WHAT IS BEING ASKED: Update the entries below by changing every "one pin each" to "one marker each" and keeping all other text the same. Leave the pictures out of your answer.

[Records from a data source]
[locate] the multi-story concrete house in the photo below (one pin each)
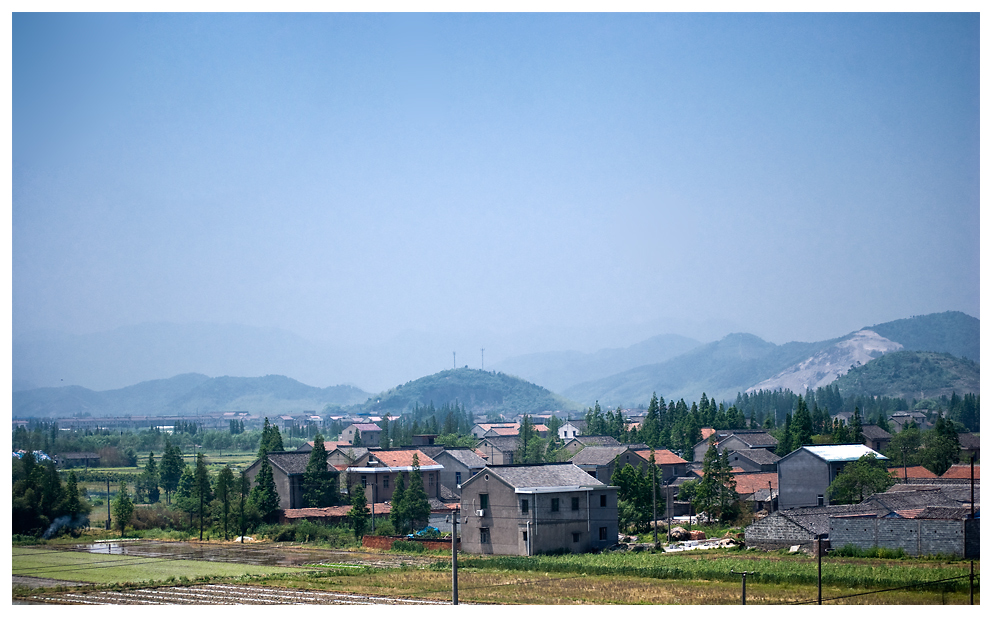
(377, 472)
(524, 510)
(368, 434)
(804, 474)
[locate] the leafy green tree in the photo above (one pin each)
(634, 496)
(186, 494)
(318, 482)
(150, 480)
(201, 488)
(398, 513)
(940, 447)
(123, 507)
(358, 516)
(225, 491)
(859, 480)
(264, 496)
(171, 468)
(272, 440)
(716, 494)
(416, 504)
(802, 426)
(905, 446)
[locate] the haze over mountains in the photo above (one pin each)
(670, 365)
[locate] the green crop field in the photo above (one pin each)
(114, 568)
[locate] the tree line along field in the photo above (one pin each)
(621, 578)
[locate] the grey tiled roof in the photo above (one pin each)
(293, 462)
(600, 455)
(466, 457)
(875, 432)
(596, 440)
(503, 443)
(758, 455)
(543, 475)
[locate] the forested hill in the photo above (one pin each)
(482, 392)
(953, 332)
(185, 394)
(912, 375)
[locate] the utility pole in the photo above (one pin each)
(743, 574)
(455, 558)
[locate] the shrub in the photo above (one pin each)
(407, 546)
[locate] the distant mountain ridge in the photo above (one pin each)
(483, 392)
(184, 394)
(739, 362)
(560, 370)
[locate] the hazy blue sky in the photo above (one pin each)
(351, 177)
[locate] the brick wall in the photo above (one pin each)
(775, 532)
(385, 542)
(917, 537)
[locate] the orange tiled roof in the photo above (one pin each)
(913, 472)
(397, 459)
(959, 471)
(750, 482)
(662, 457)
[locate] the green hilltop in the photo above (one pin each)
(911, 375)
(482, 392)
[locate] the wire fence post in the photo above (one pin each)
(743, 574)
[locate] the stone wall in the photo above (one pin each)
(386, 542)
(777, 532)
(917, 537)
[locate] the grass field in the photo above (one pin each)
(111, 568)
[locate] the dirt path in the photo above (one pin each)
(222, 594)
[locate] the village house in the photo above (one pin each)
(574, 445)
(806, 473)
(668, 465)
(601, 461)
(571, 429)
(459, 465)
(368, 434)
(525, 510)
(735, 440)
(377, 472)
(287, 472)
(499, 451)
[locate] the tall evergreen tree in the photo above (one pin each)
(359, 513)
(123, 507)
(318, 481)
(264, 496)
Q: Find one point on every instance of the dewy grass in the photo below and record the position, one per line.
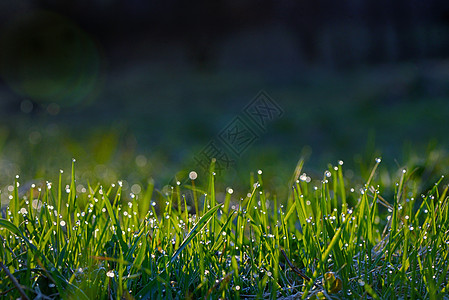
(326, 241)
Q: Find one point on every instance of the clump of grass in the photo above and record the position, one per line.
(326, 240)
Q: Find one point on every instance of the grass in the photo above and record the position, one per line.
(331, 238)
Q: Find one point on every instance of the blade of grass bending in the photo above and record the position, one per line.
(195, 230)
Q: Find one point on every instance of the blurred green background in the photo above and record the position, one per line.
(134, 90)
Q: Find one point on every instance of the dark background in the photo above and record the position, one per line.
(135, 89)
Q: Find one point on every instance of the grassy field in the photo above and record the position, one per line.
(331, 237)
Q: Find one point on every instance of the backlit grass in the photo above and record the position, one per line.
(330, 238)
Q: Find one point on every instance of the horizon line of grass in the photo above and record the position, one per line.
(323, 241)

CORRECT RESULT:
[locate] the multi-story concrete house in the photo below (one marker each)
(377, 472)
(524, 510)
(368, 434)
(804, 474)
[locate] the leafy green tree in the photo above (one marker each)
(634, 496)
(186, 494)
(318, 482)
(150, 480)
(201, 488)
(398, 513)
(940, 447)
(123, 507)
(358, 516)
(225, 491)
(859, 480)
(264, 496)
(171, 468)
(272, 440)
(716, 494)
(416, 504)
(802, 426)
(905, 446)
[locate] the haze over mountains in the photo above (one marker each)
(670, 365)
[locate] the green crop field in the photo above (one marker each)
(114, 568)
[locate] the tree line along field in the photo above (one marker each)
(621, 578)
[locate] the grey tiled roof in the photo above (one marker each)
(293, 462)
(600, 455)
(466, 457)
(875, 432)
(596, 440)
(503, 443)
(758, 455)
(543, 475)
[locate] the forested hill in the photo above (one marker each)
(482, 392)
(953, 332)
(185, 394)
(912, 375)
[locate] the utility pole in the photo above (one marker each)
(743, 574)
(455, 558)
[locate] the shrub in the photo above (one marker each)
(407, 546)
[locate] the distant mountain ridge in the photo above (one marker each)
(483, 392)
(184, 394)
(739, 362)
(560, 370)
[locate] the hazy blue sky in the photo above (one marker each)
(351, 177)
[locate] the brick wall in the photo above (one marker each)
(775, 532)
(385, 542)
(917, 537)
[locate] the orange tiled roof in the photo above (one marker each)
(913, 472)
(397, 459)
(959, 471)
(750, 482)
(662, 457)
[locate] the green hilltop in the photo above (one marker each)
(911, 375)
(482, 392)
[locate] the wire fence post in the photo above (one marker each)
(743, 574)
[locate] the stone wall in the photo above (one marker each)
(386, 542)
(777, 532)
(917, 537)
[locate] the grass field in the photo above (one marker each)
(111, 568)
[locate] the dirt path in the photo above (one marker each)
(222, 594)
[locate] the village house in the photo above (one marker each)
(574, 445)
(806, 473)
(668, 465)
(601, 461)
(571, 429)
(459, 465)
(368, 434)
(525, 510)
(735, 440)
(377, 472)
(287, 472)
(499, 451)
[locate] the tall evergreen tree in the photo above (one marker each)
(359, 513)
(123, 507)
(318, 481)
(264, 496)
Q: Find one point on every instance of the dewy grass in the photo below and record the position, one per line.
(326, 241)
Q: Find one point on every instance of the clump of grass in the photo above and record the position, one per line.
(326, 240)
Q: Find one point on every instance of the grass in the photo above and record the position, one per line.
(331, 238)
Q: Find one point on every instance of the blade of grass bending in the photo above and record the position, one per line.
(195, 230)
Q: Find one point on every instance of the blurred green background in the photo above and record the position, one per line.
(134, 90)
Q: Find one point on every instance of the dark background in the photo above and record the position, one per line.
(135, 89)
Q: Find one point on every instance of the grassy field in the photo above and record the position, one per line.
(331, 237)
Q: Find one point on every instance of the backlit grass in the photo above and record the position, one per line.
(330, 238)
Q: Find one point on every instance of the horizon line of grass in the photo above and record the position, one per line.
(323, 241)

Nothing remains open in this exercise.